REQUIRED WORK.
**a.** In the passage about thermostats, what was the temperature in the house that morning?
**b.** Reproduce the passage about thermostats from "No wonder! It" up to and including "loves me most.".
**c.** Write the next part of the passage about thermostats, picking up after its final sentence.

PASSAGE FOR REVIEW.
******

It was really cold outside. It wasn't supposed to be cold inside. But when I woke up that morning, my nose felt like a puppy nose. Cold.
No wonder! It was 45 degrees in the house! Turned out the problem wasn't the thermometer that just reflected the temperature. It was the thermostat. That sets the temperature.
If there was ever a time when our world, our country needed for the followers of Jesus to be thermostats, it's now. It's way too hot. So much anger and yelling and disrespect.
We who bear Jesus' Name can't afford to be thermometers in an environment like this. If we reflect the fierce and fractured temperature around us, we will simply give folks another reason not to choose Jesus.
No issue I may have thoughts about is important enough for me to forget who I really am. Or to discredit the One who loves me most.
For one thing, I have "dual citizenship." My passport says I'm an American citizen. My Bible says, "Our citizenship is in heaven. And we eagerly await a Savior from there" (Philippians 3:20).
My national citizenship is for the rest of my life. My citizenship in the Kingdom of God is forever. And it's to my forever King that I owe my ultimate loyalty.
What I must not forget is that, first and foremost, "we are Christ's ambassadors" (2 Corinthians 5:20). So, "whatever you do or say, do it as a representative of the Lord Jesus" (Colossians 3:17). In my texts, my conversations, my emails, my social media posts, my attitude. Folks can't see and hear Jesus. But they can see and hear me. And judge my Jesus by me.
After an election, some are grieving, seething, celebrating or stressing over the outcome. That's why, as one of Jesus' representatives, I need to make a choice - to bring the peace and presence of Jesus into each conversation, each situation.

******

DATA EXTRACT.

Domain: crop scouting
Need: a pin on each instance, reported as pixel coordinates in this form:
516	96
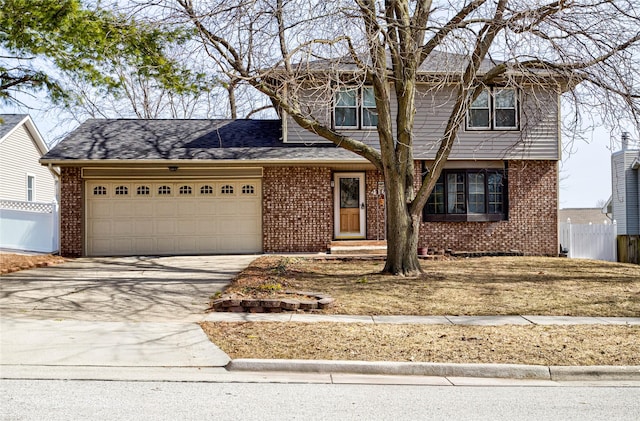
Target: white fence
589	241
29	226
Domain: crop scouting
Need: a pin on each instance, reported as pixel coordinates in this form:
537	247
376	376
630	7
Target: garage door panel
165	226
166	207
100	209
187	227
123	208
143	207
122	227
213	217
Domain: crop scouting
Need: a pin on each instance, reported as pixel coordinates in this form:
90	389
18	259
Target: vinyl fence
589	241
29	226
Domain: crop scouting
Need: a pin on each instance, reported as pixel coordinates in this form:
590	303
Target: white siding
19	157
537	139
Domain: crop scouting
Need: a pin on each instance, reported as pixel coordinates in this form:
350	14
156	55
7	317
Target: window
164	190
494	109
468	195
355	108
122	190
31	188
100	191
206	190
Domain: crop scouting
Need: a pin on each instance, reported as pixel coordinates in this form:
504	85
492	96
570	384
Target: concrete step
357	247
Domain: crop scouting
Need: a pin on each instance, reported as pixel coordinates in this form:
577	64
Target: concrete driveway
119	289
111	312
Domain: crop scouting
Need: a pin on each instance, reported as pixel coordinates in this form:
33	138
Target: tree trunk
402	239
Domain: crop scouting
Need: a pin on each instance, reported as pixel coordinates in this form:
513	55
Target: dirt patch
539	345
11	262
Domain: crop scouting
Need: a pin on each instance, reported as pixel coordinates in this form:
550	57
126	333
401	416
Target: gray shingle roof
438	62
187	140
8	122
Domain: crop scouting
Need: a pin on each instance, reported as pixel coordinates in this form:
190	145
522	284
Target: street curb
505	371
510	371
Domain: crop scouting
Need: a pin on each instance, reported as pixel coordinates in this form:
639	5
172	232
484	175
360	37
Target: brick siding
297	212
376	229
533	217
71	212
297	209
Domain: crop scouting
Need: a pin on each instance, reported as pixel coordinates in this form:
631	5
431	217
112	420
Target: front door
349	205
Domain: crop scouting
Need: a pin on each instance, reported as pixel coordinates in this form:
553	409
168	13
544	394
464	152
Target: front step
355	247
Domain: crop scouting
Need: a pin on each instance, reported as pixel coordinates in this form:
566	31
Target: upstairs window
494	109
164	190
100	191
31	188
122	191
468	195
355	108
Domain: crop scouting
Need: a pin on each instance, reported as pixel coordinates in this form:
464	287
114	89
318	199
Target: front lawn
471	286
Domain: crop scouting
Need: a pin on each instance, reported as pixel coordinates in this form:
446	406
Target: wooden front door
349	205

******

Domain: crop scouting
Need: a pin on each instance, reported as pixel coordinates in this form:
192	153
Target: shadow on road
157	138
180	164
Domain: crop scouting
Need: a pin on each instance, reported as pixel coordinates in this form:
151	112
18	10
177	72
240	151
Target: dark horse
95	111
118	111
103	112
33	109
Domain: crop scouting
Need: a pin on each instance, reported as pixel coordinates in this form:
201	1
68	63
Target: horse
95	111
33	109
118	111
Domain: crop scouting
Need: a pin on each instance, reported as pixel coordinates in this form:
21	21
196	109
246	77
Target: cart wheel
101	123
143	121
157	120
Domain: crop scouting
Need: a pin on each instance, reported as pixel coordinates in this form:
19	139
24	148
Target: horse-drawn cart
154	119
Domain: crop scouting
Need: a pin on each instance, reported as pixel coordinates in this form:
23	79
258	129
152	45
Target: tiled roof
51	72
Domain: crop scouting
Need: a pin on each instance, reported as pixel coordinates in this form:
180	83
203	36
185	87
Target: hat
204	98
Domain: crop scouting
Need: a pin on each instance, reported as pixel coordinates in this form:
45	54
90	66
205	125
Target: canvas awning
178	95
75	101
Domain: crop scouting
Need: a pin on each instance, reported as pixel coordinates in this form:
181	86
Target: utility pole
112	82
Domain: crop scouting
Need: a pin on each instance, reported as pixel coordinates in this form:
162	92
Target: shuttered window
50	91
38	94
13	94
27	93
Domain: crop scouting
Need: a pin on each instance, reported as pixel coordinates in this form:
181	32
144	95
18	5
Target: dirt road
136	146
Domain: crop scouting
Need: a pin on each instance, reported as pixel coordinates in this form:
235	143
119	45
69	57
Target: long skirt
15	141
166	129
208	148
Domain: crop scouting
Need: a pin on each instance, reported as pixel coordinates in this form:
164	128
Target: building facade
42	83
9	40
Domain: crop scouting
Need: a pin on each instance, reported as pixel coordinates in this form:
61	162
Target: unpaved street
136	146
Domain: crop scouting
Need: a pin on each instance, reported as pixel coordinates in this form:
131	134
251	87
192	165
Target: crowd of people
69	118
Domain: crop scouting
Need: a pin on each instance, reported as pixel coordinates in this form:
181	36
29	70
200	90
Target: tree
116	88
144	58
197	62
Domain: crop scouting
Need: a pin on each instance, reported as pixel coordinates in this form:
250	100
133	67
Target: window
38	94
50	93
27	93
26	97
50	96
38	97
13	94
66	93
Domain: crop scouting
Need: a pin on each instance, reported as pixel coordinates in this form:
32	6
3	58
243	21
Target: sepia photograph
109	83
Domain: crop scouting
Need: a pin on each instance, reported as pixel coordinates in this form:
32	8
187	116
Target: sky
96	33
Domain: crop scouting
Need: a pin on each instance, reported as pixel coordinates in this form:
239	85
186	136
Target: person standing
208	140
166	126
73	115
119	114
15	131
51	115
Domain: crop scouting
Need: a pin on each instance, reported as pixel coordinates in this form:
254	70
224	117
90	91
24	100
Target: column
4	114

******

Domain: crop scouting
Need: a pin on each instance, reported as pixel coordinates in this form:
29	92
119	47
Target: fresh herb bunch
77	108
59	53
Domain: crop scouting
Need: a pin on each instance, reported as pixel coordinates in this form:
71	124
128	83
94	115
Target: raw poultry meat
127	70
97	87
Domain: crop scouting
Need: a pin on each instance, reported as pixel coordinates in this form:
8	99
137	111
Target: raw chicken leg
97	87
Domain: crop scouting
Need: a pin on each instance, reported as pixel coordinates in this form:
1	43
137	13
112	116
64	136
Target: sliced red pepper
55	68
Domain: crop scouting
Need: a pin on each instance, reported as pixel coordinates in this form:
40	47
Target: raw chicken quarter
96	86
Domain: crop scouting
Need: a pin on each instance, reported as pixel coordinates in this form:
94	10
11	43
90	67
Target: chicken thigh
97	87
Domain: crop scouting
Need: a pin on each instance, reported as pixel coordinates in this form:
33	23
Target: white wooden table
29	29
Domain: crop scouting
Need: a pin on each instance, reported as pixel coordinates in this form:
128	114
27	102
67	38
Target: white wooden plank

******

OUTPUTS BY TASK.
**a.** 45 degrees

**b.**
No wonder! It was 45 degrees in the house! Turned out the problem wasn't the thermometer that just reflected the temperature. It was the thermostat. That sets the temperature.
If there was ever a time when our world, our country needed for the followers of Jesus to be thermostats, it's now. It's way too hot. So much anger and yelling and disrespect.
We who bear Jesus' Name can't afford to be thermometers in an environment like this. If we reflect the fierce and fractured temperature around us, we will simply give folks another reason not to choose Jesus.
No issue I may have thoughts about is important enough for me to forget who I really am. Or to discredit the One who loves me most.

**c.**
So, I've been thinking about what instructions I have from my King that will help me set a climate He'd be comfortable in. It boils down to five simple responsibilities for a Jesus-ambassador.
His kind of love. The kind that loved us "while we were yet sinners" (Romans 5:8). Unconditional. Uncondemning. Love that is light in dark places. "Love your enemies... Bless those who curse you," Jesus said (Luke 6:27-28). Love that builds up and refuses to tear down or reciprocate.
It's a choice, not a feeling. Not to treat you like you treat me. But like Jesus treats me.
If I get sucked into the spiral of hurtful words and inflamed opinions, I become a reason for someone to say, "See, they're just like us!" I can't do that because "this is how they will know you are My disciples, by your love..." (John 13:35). Whatever they give, I know what I must give. Love like His.
No matter who leads a nation or who wins an election, my orders are to "pray for kings and all those in authority...this pleases God our Savior" (1 Timothy 2:2-3). In the Throne Room of God, there are no political parties or labels. Even if I don't vote for someone, I must pray for them. And to fervently pray, "Your Kingdom come, Your will be done, on earth as it is in heaven" (Matthew 6:10).
Peter said to represent Him with "gentleness and respect" and to "show proper respect to everyone" (1 Peter 3:15, 2:17). The respect due a person as someone made in God's image and for whom Christ died.
In Jesus' day, you didn't get to vote on who would be emperor. Whatever our form of government, Jesus' orders remain: "Give back to Caesar what is Caesar's and to God what is God's" (Mark 12:17). In the case of the United States, it's a democracy. So, I pay taxes. I do it to obey my King. And living in a democracy, where voices can be freely expressed, we vote and abide by laws.
And there is one last word that is glue during these shattering, disturbing times.
Especially when an election may not turn out the way you had hoped. You can spend the next day, week, month or year defined by that disappointment. Or you can embrace the sovereignty of your King of kings. Which will lead you to ask that soul-lifting question - "How can God use this?"
The One "who works out everything in conformity with the purpose of His will" (Ephesians 1:11). "The Most High" who is "sovereign over all kingdoms on earth" (Daniel 4:25). I am His child. My life is not at the mercy of a virus. An election. A depression. A disaster. My Father's in charge here!
Each night, our children went to sleep with the song, "Safe am I, safe am I, in the hollow of His hand." So am I. So are you. Whatever the headlines say.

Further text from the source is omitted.